Timestone: Netflix’s High-Throughput, Low-Latency Priority Queueing System with Built-in Support for Non-Parallelizable Workloads
Timestone is a high-throughput, low-latency priority queueing system we built in-house to support the needs of Cosmos, our media encoding platform. Over the past 2.5 years, its usage has increased, and Timestone is now also the priority queueing engine backing Conductor, our general-purpose workflow orchestration engine, and BDP Scheduler, the scheduler for large-scale data pipelines. All in all, millions of critical workflows within Netflix now flow through Timestone on a daily basis.
Timestone clients can create queues, enqueue messages with user-defined deadlines and metadata, then dequeue these messages in an earliest-deadline-first (EDF) fashion. Filtering for EDF messages with criteria (e.g. “messages that belong to queue X and have metadata Y”) is also supported.
One of the things that make Timestone different from other priority queues is its support for a construct we call exclusive queues — this is a means to mark chunks of work as non-parallelizable, without requiring any locking or coordination on the consumer side; everything is taken care of by the exclusive queue in the background. We explain the concept in detail in the sections that follow.
When designing the successor to Reloaded — our media encoding system — back in 2018 (see “Background” section in The Netflix Cosmos Platform), we needed a priority queueing system that would provide queues between the three components in Cosmos (Figure 1):
the API framework (Optimus),the forward chaining rule engine (Plato), andthe serverless computing layer (Stratum)Figure 1. A video encoding application built on top of Cosmos. Notice the three Cosmos subsystems: Optimus, an API layer mapping external requests to internal business models, Plato, a workflow layer for business rule modeling, and Stratum, the serverless layer for running stateless and computational-intensive functions. Source: The Netflix Cosmos Platform
Some of the key requirements this priority queueing system would need to satisfy:
1. A message can only be assigned to one worker at any given time. The work that tends to happen in Cosmos is resource-intensive, and can fan out to thousands of actions. Assume then, that there is replication lag between the replicas in our data store, and we present as dequeueable to worker B the message that was just dequeued by worker A via a different node. When we do that, we waste significant compute cycles. This requirement then throws eventually consistent solutions out of the window, and means we want linearizable consistency at the queue level.

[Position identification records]

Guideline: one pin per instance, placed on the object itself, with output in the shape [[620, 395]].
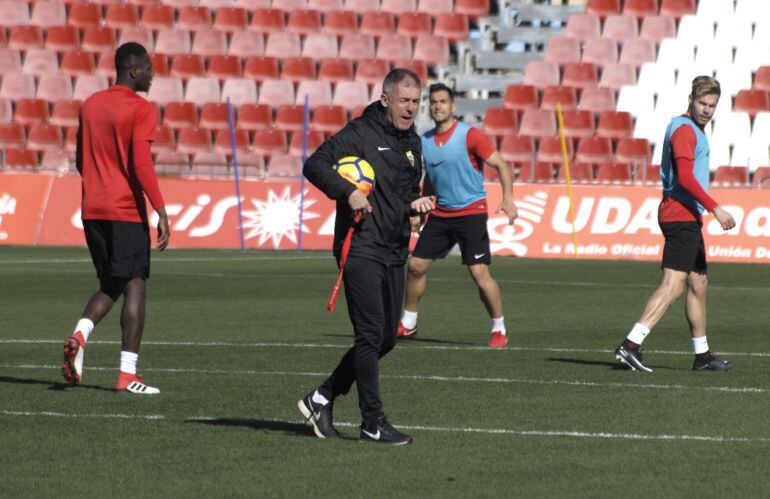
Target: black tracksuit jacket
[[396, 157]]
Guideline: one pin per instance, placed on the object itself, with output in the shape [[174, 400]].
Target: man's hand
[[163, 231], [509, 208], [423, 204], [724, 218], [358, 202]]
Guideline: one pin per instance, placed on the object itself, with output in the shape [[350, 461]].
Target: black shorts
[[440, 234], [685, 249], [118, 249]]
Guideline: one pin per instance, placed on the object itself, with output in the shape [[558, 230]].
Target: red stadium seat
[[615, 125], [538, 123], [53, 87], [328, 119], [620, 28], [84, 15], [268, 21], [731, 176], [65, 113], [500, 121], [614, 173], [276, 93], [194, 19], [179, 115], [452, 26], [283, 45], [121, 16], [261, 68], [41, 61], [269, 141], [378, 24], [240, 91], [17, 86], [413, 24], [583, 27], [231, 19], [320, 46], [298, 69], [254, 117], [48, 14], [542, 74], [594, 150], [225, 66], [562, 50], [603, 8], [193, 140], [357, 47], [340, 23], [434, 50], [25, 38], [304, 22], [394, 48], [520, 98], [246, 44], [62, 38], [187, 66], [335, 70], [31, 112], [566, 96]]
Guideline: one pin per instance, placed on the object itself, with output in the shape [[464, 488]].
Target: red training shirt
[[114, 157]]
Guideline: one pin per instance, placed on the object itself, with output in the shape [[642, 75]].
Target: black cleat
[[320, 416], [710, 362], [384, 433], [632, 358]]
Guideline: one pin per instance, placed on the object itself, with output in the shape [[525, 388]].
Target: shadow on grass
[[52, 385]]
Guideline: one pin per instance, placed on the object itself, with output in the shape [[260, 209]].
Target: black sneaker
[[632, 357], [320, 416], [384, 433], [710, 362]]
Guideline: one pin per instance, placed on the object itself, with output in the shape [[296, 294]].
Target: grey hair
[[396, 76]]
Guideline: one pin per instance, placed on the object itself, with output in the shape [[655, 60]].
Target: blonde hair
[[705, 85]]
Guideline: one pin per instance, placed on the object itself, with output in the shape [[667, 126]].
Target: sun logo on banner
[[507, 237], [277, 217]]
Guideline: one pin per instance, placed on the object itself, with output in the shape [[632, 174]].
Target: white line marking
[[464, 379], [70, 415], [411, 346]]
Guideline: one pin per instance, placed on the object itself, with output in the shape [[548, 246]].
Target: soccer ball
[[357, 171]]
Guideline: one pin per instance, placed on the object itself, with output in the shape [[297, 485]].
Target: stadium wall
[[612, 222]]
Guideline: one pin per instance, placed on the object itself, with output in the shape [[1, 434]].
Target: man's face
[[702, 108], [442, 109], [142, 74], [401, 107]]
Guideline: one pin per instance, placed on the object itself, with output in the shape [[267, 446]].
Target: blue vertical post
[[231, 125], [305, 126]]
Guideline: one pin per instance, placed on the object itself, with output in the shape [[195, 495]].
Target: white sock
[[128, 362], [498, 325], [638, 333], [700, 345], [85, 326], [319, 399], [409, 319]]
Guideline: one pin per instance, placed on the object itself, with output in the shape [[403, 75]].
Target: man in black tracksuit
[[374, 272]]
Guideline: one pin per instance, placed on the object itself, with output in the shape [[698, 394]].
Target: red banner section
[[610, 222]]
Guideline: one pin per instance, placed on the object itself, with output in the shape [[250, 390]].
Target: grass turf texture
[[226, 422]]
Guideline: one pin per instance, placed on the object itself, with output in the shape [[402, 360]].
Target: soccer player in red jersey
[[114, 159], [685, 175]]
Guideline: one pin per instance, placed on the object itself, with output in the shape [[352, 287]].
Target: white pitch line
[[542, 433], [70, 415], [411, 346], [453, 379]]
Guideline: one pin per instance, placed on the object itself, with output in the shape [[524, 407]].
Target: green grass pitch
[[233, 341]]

- [Description of the task]
Answer these questions from the Timestone text:
1. Over what period has Timestone's usage increased?
2. In what order do clients dequeue messages?
3. What is the name of the serverless computing layer in Cosmos?
This material has no connection to the Timestone text.

- [Answer to this task]
1. Over the past 2.5 years.
2. In earliest-deadline-first (EDF) order.
3. Stratum.